- [Source records]
↓↓↓
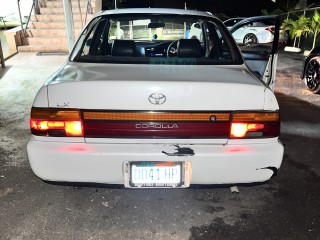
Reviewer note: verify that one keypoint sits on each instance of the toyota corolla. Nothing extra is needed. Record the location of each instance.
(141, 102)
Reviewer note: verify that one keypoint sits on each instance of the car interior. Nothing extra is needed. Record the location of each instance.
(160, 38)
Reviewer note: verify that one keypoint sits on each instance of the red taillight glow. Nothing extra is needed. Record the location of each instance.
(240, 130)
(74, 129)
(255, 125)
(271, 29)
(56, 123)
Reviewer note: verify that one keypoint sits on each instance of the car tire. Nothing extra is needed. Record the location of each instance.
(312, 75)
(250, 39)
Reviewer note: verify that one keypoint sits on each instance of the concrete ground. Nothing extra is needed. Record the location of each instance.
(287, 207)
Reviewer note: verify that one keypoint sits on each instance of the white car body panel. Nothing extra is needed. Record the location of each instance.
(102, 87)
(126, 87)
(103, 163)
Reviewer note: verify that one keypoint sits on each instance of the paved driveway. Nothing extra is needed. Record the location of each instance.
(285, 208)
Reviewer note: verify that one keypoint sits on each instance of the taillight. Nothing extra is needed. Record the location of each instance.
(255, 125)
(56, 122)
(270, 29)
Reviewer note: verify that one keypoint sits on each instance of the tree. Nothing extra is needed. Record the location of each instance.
↑↑↑
↓↓↓
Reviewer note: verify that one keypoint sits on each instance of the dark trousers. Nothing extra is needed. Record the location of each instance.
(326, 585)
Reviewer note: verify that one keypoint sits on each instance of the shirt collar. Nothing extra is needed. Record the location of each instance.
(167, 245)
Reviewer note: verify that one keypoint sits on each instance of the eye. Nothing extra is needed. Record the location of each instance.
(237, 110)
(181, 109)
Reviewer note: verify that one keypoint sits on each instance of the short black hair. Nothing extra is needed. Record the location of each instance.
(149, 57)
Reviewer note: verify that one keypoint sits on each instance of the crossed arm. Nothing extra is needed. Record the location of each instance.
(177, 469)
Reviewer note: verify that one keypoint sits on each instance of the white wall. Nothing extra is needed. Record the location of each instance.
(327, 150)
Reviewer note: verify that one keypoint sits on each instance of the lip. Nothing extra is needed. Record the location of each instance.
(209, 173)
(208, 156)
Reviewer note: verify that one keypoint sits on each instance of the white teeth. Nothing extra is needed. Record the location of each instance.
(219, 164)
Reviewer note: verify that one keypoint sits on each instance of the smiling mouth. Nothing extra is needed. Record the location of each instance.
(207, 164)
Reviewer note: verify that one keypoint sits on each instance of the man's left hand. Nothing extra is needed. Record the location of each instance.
↑↑↑
↓↓↓
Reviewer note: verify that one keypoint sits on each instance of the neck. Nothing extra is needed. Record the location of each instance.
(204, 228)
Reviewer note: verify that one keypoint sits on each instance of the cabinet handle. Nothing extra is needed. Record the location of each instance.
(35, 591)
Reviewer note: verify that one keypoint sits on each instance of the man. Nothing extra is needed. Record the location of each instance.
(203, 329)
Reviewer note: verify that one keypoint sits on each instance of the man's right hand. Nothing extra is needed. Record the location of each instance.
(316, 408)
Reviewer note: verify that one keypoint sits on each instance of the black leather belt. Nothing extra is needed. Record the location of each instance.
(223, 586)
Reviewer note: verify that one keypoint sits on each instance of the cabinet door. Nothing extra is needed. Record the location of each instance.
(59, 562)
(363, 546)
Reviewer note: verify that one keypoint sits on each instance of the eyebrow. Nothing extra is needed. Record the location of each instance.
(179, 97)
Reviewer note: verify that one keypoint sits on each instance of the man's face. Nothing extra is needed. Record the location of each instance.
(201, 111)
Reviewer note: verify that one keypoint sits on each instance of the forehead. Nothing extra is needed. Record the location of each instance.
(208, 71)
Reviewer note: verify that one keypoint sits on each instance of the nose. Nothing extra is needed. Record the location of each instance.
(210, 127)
↑↑↑
- [Exercise aim]
Retype, exactly and in full, the lines above from the one containing "of the toyota" through the one containing "of the tree.".

- [Output below]
Reviewer note: verify that one keypoint sits on each instance of the toyota corolla. Nothing extra is needed. Record the location of each instance.
(141, 102)
Reviewer note: verify that one keypoint sits on each instance of the car interior. Nothing extra is needed. Record the location of each instance.
(160, 38)
Reviewer note: verify that one keypoint sits on each instance of the red taillight glow. Nothing extra is needed. Record the location of each instance.
(240, 130)
(74, 129)
(255, 125)
(271, 29)
(56, 123)
Reviewer note: verify that one keypoint sits on each instance of the car tire. Nothing extra is needed. Record the location of each instance.
(312, 75)
(250, 39)
Reviewer note: verify that one keypoint sits on each instance of the concrete ground. Nothing extra is needed. Record the location of each instance.
(287, 207)
Reviewer note: verify that one keypoint sits on each instance of the white car body panel. Nothing extra is needed. Record the location of each instance.
(102, 87)
(126, 87)
(103, 163)
Reviewer note: verify that one keypoint sits on each instance of the paved driveway. Nothing extra is needed. Record the location of each instance.
(285, 208)
Reviewer note: verify that one keypoint sits on each instance of the taillight. Nothing extra is needed. Record the location of each instance.
(255, 125)
(56, 122)
(270, 29)
Reviewer note: verify that one keypoint sits on each instance of the tree. Nothing extra is needed. Record the location of each instance.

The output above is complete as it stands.